● **TASK GOAL**: The entries below should be repeated exactly, with no pictures carried over.

● **RECORD SET**:
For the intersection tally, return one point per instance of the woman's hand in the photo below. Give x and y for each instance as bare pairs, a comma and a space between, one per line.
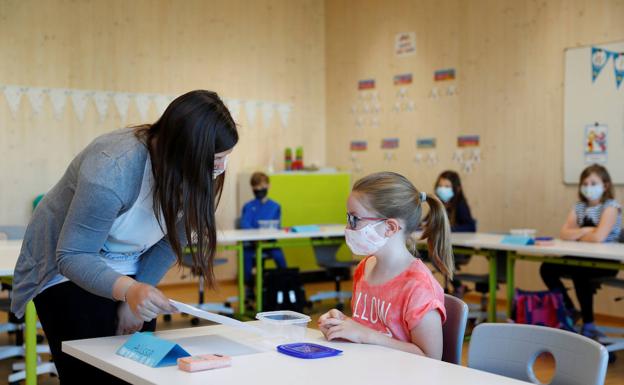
128, 323
346, 329
147, 302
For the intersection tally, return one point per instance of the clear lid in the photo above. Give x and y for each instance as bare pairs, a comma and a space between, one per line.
283, 317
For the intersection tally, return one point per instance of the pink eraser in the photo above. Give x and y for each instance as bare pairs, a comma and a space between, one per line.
203, 362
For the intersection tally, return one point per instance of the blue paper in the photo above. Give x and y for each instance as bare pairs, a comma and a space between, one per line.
305, 229
522, 240
152, 351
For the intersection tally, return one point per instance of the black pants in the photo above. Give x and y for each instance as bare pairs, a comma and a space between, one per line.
584, 287
68, 312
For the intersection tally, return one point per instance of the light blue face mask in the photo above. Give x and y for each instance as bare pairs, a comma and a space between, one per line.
445, 193
592, 193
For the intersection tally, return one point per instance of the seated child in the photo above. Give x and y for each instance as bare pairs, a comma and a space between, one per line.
396, 300
260, 208
596, 217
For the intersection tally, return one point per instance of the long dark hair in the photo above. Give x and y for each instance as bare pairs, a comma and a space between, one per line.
603, 174
458, 193
182, 145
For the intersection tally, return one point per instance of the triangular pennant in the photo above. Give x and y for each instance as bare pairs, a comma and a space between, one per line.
161, 102
599, 59
102, 103
284, 111
35, 96
79, 101
13, 95
122, 102
268, 110
142, 102
234, 106
58, 99
251, 107
618, 67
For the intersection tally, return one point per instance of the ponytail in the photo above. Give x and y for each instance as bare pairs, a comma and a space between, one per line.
394, 196
437, 232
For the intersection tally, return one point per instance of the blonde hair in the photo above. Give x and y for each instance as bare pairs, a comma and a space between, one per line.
393, 196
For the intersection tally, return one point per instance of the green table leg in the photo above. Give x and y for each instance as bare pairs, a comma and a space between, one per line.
30, 334
259, 274
511, 285
492, 287
241, 278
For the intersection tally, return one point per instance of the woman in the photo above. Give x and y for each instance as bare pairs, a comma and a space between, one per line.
118, 219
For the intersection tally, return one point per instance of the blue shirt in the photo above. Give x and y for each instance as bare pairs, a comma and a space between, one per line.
255, 210
70, 226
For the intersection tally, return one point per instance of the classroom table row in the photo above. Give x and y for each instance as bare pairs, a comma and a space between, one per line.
490, 245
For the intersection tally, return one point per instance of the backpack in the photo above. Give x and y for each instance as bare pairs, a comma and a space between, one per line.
283, 290
545, 308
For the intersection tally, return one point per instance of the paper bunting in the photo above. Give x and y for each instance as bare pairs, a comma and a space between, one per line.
599, 60
268, 109
234, 106
142, 101
13, 95
58, 99
162, 102
79, 101
618, 67
35, 96
122, 102
251, 108
101, 101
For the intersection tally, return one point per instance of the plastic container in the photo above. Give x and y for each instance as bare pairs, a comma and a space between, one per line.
544, 241
268, 224
524, 232
284, 324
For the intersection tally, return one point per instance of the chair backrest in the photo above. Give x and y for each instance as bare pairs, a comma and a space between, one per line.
511, 350
453, 329
12, 232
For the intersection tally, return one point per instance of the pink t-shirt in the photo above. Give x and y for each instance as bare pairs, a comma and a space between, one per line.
397, 306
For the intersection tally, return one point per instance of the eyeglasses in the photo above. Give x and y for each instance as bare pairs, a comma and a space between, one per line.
352, 220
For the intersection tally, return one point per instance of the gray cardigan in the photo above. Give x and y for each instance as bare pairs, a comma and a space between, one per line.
72, 222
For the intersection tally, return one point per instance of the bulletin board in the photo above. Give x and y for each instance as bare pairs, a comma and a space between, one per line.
594, 110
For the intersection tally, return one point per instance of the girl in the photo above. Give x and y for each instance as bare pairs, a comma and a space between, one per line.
448, 188
396, 300
104, 236
596, 217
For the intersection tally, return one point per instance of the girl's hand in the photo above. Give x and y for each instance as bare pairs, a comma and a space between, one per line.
347, 329
147, 302
127, 323
332, 314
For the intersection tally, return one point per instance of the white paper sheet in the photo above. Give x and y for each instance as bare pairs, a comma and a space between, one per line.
188, 309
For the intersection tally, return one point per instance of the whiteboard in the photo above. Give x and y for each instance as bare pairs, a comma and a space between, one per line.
587, 102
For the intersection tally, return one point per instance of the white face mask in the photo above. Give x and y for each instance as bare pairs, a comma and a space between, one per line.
592, 193
218, 171
365, 241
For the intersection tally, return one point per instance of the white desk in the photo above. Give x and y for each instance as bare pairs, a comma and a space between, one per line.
359, 364
233, 236
609, 251
266, 239
604, 255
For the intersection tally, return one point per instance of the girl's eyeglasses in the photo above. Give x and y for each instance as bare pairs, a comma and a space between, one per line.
352, 220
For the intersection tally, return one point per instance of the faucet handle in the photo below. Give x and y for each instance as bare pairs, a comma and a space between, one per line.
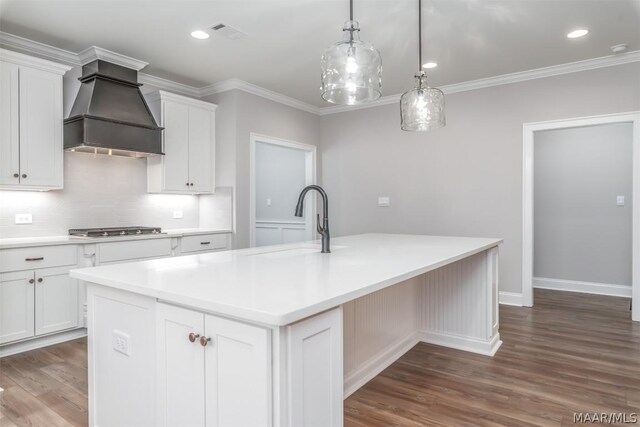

● **ANSWER AREA**:
For the intersection tally, return one point per instance of the woman's hand in the photo below. Give x and y for each instance as bare pairs, a comma and a space between, one per line.
128, 323
346, 329
147, 302
For the intersection tally, return one point per instance of the clear lid in the photo above. Give x and y for each instance as bare pairs, a comma and a space between, one per line.
283, 317
For the intersection tally, return one point per instance of the pink eraser in the photo above. Give x and y for each instance as bare pairs, a comma and a space between, one per line.
203, 362
For the intersection tally, return one point per instance of the blue paper in the photo above. Give x and y for each instance as bare pairs, a comma and a space between, one per line.
305, 229
522, 240
152, 351
For the intersection tally, return one point per instance of the black pants in the photo above. Give x and y for each instance as bare pairs, a comma and a space between, one per line.
584, 287
68, 312
For the intersection tally, return one point per instance of the light blue face mask in the photo above. Give x and y for each instance as bare pairs, a comma and a space between, one per line.
445, 193
592, 193
For the intersection tally, return one point per instance of the seated child in the photo above. Give x and y for each instance as bare pairs, a comma and a space between, one per line.
396, 300
260, 208
596, 217
For the intersection tally, return one point per instance of the long dark hair in the photo above. Give x and y for each instance as bare pairs, a comma and a space between, one per line.
603, 174
458, 193
182, 145
For the intersection tally, return one point per instance of the triangular pennant in the photo above. Give x and y for each instance as bare pairs, a comma and a space between, one per line.
161, 102
599, 59
102, 103
284, 111
35, 96
79, 101
13, 95
122, 102
268, 110
142, 102
234, 106
58, 99
251, 107
618, 67
For the intersection tally, return one point per instance of the ponytail in the photo above. Give x and y for each instance as bare pairs, a comma and a space between, one per line.
394, 196
437, 232
For the intersection tally, return one point per instance of the blonde hair in the photo above. Give x and y for each instance as bare pairs, a comma and a space between, one per line.
393, 196
For the intersection tally, return one point per instance of the green table leg in the photo above. Give x and y for each instance as bare pairs, a comma and a space between, one per line.
30, 334
259, 274
511, 285
492, 287
241, 278
For the intersection tally, return one point per instance of the woman in the photo above. Give x and y for each instance as bare pairs, a comma and a space between, one per line.
118, 219
For the intersection tally, return one point per instance of the blue shirt in the photo above. Give x and y for each instance as bare pairs, a comma and a space between, one per line.
255, 210
70, 226
For the intersection tally, return one point per instance of the classroom table row in the photo above. Give x and y for each instance as bare pairs, a comma and a space between, one per line.
490, 245
For the intersection tally, return one point per instance of the backpack in the photo above. Give x and y for each instance as bare pairs, a comma and a space between, one per line.
283, 290
545, 308
For the intersection tally, return one point per instance of the paper bunting in the photo above. Give x and y for each instance as bare pairs, a comma and a space between, one per line.
599, 60
268, 109
234, 106
142, 101
13, 95
58, 99
162, 102
79, 101
618, 67
35, 96
122, 102
251, 108
101, 101
For the intersection tally, return one point per instance of the plastic container in the photo above. Give x and y for each instance as bare pairs, a comma and a space between, one per line.
544, 241
268, 224
524, 232
284, 324
For the intersection tally, return one point per instance of the chair backrest in the photo above. Give x and y for each instance as bare pairs, a comma and a space between, one per line.
511, 350
453, 329
12, 232
For the intersection tally, return one point per instance of the pink t-shirt in the photo above. Give x and y for each instance as bare pairs, a comma and a space between, one per line.
397, 306
For the intersection tally, return one point per instance of the eyeglasses in the photo above. Give x and y for each instance as bare pairs, a comma and a space between, one per line.
352, 220
For the intersection tally, return one point per instance of the gray cardigan in the photo above. Give x and y for each instance as bare pairs, a comma and a space between, one per line.
72, 222
For the intersection tally, return one point per instance of the bulletin board in the photo above. Give x and y for each instance as bare pairs, a comma and a space between, one per line.
594, 110
For the intersection tally, return one point per instance of the girl in the photo above. Give x and y for each instance as bare pairs, a comma and a space between, one per line.
448, 188
396, 300
104, 236
596, 217
For the intersection tally, return one point per instance of the girl's hand in the photo above. Give x and y for each instance as bare pairs, a comma and a space between, one per line.
347, 329
147, 302
127, 323
332, 314
For the intersection tally, return one point per instance of the white paper sheet in the photo above. Give x and y for each instance as bare pairs, a comma and a space between, one per line.
188, 309
For the intersection tally, return one point per instance of the whiteboard in the photo above. Give x and y for each instance as bare pairs, a comma and a space between, one per line.
587, 102
For the intersection tally, return one point per instance of the white face mask in the photo above. Give x and y for each instance as bare pairs, a comma and a space between, one per line.
592, 193
218, 171
365, 241
For the intersection tally, return one point per instance of the white desk in the photo above. Give x and y for each instance as bare pairs, a comma and a space between, one per line.
359, 364
233, 236
609, 251
266, 239
604, 255
For the intersection tally, return one point per instance of the girl's eyeglasses in the photo above. Give x and y for each instance as bare pairs, a comma and a space between, one per line.
352, 220
For the intersection tally, return one point per instance of the faucet handle in the photo below. Give x and y for each instance as bare pairs, a comma and a space between, one per line.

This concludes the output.